### Orientação 1
No texto sobre a França de 1789, que parcela das terras pertencia aos camponeses segundo Florin Aftalion?
### Orientação 2
Indique se cada afirmação abaixo está de acordo com o texto sobre a França de 1789, respondendo sim ou não e citando as palavras do texto que decidem a questão: (a) O almoço era servido ao meio-dia. (b) O vinho do almoço era comprado na cidade. (c) Segundo Ernest Labrousse, as propriedades nobres cobriam em média 150 hectares.
### Orientação 3
Por favor, escreva a continuação do texto sobre a França de 1789 a partir da última frase apresentada.

### Trecho do texto
━━━━

Por toda parte reinava a ordem....
A grande habilidade dos senhores das casas consistia em consumir no
seu meio e na família os produtos da terra, e em comprar o menos
possível os objetos do consumo. (...)
A vida simples e afanosa desse tempo tinha, outrossim, seus prazeres,
suas diversões. Em cada casa burguesa era praxe reunir três
ou quatro vezes por ano os vizinhos à sua mesa. Daí que acabavam
por ocorrer duas ou três reuniões dessas por mês. O
almoço era servido precisamente ao meio-dia.
Mas que almoços! (...) Contei na mesa nove travessas de assado,
no segundo serviço, de carnes do matadouro, de caças e aves.
(...) Bebia-se vinho da casa, e do melhor, que fora posto em reserva nos
bons anos. (...) A sobremesa se compunha de frutas, conservas e doces.
E assim dava-se um belo e bom almoço sem ter que recorrer à
cidade. Tudo fora produzido na propriedade.
Saiam da mesa às três da tarde...".
Alguns poderiam dizer, erradamente, que esse relato se refere
apenas àquela minoria de grandes burgueses possuidores de propriedades
rurais. Ao contrário do que se espalhou pelo mundo, dados da historiografia
moderna, informa Florin Aftalion, PhD em Economia Financeira pela Universidade
de Northwestern, indicam que "os camponeses (...) possuíam quase
40% das terras (contando 5% dos bens comunais). O restante do solo pertencia
à nobreza (25%), ao clero (10%) e à parte rica da burguesia
(25%)."
Da mesma forma comenta o conceituado historiador e jornalista
René Sedillot:
"Os nobres não eram mais proprietários senão de
um quinto (avaliação de Albert Soboul), com grandes variações
regionais. (...) As propriedades nobres cobriam, em média, 150 hectares
(avaliação de Ernest Labrousse)."
Segundo François Bluche, professor na Universidade de
Paris-Nanterre, "A França de 1774 e de 1789 era o país mais
opulento que existia no mundo".
O regime corporativo - pondera o renomado historiador Pierre
Gaxotte, da Academia Francesa:
"muito menos opressivo e muito menos generalizado do que se tem dito,
não impedira o aparecimento da indústria nem se opusera a
que ela ocupasse o devido lugar."

━━━━

### Dados fornecidos
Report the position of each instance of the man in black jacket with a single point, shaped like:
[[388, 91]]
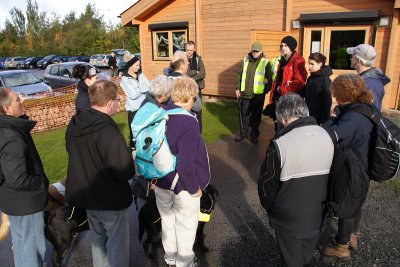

━━━━

### Resultado final 1
Quase 40% das terras, contando 5% dos bens comunais.

### Resultado final 2
(a) Sim: "O almoço era servido precisamente ao meio-dia."
(b) Não: "Bebia-se vinho da casa, e do melhor, que fora posto em reserva nos bons anos."
(c) Sim: "As propriedades nobres cobriam, em média, 150 hectares (avaliação de Ernest Labrousse)."

### Resultado final 3
Diversos são os historiadores que demonstram a inconsistência
das teses históricas dos revolucionários; entretanto, a narração
que se segue se sobressai às demais. Diz ela respeito aos "cahiers",
relatórios que todas as paróquias de França foram
autorizadas a redigir em 1789, para expor a el-Rei suas necessidades e
formular seus desejos de reformas.
Delas - papeleira imensa que se tem hoje o prazer de exumar,
erguem-se, de fato, lamentações e gritos de angústia
capazes de arrancar uma lágrima aos olhos mais endurecidos. É
o que propriamente se chama: "historia oficial".
Com efeito, destacado pela Assembléia, o Conde Beugnot
examinou atentamente esses "cahiers" ....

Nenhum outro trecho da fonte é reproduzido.